--- START MATERIALS PROVIDED ---
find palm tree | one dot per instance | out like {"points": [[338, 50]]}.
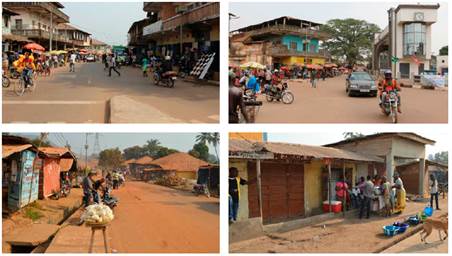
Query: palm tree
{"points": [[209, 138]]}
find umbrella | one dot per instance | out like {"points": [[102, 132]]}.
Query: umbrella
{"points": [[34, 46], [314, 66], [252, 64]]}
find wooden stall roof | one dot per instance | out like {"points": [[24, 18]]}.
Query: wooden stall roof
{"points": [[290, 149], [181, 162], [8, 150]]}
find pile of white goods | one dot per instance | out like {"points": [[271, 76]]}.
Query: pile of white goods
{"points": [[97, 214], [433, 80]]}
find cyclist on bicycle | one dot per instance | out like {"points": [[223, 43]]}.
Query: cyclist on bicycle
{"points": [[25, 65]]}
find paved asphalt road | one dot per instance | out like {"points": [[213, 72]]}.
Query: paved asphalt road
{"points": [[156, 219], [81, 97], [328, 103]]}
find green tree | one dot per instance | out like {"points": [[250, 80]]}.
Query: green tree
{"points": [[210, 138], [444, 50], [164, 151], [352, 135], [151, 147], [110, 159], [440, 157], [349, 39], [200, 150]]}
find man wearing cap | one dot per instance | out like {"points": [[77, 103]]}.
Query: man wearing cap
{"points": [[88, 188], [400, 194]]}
--- END MATERIALS PROVIDED ---
--- START MATERIALS PROVIDED ---
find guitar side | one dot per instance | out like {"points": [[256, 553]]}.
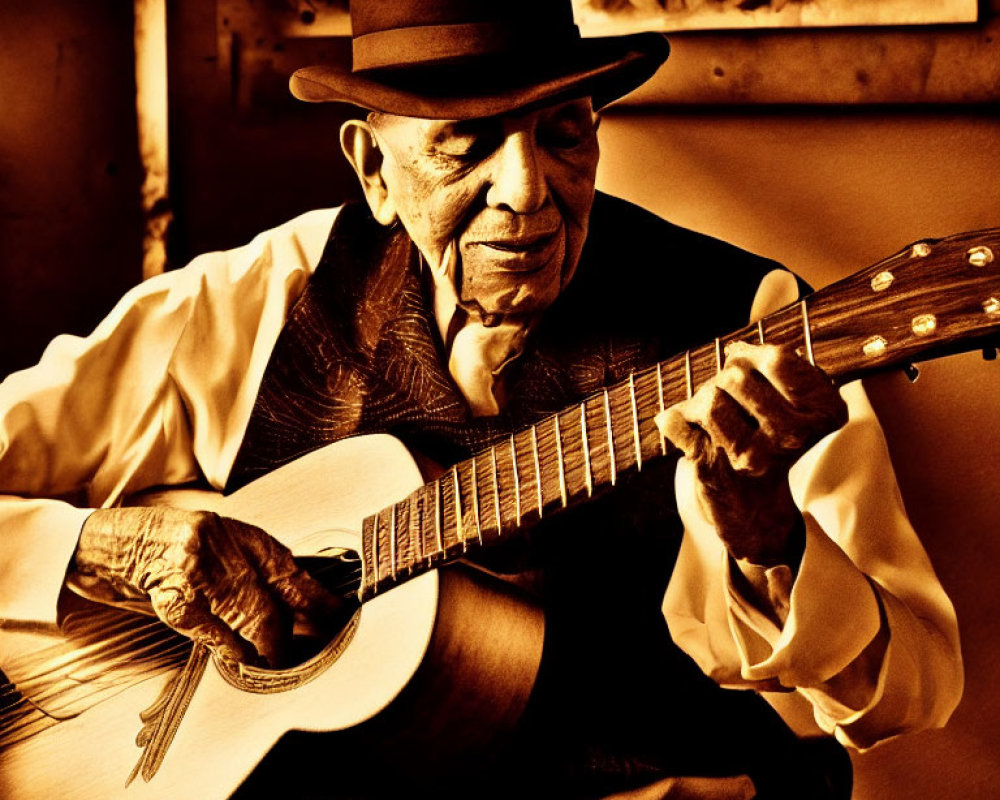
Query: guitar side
--- END MATERIALS PROVIDED ---
- STATED PROBLEM -
Pick out every row that contains the string "instance" and copy each one in full, one per line.

- RESPONSE -
find palm tree | one dot per instance | out like {"points": [[338, 50]]}.
find umbrella | one dot per instance | out like {"points": [[102, 132]]}.
find wooden stall roof | one dot per instance | out like {"points": [[24, 18]]}.
find pile of white goods | one dot per instance | out like {"points": [[271, 76]]}.
find cyclist on bicycle | one dot per instance | out like {"points": [[223, 43]]}.
find paved asphalt road | one dot per instance | out like {"points": [[213, 72]]}.
find green tree | one dot per instance | out like {"points": [[250, 80]]}.
find man wearing cap | one dot per instance | out like {"points": [[77, 103]]}.
find guitar side | one dot per instance | out like {"points": [[256, 553]]}.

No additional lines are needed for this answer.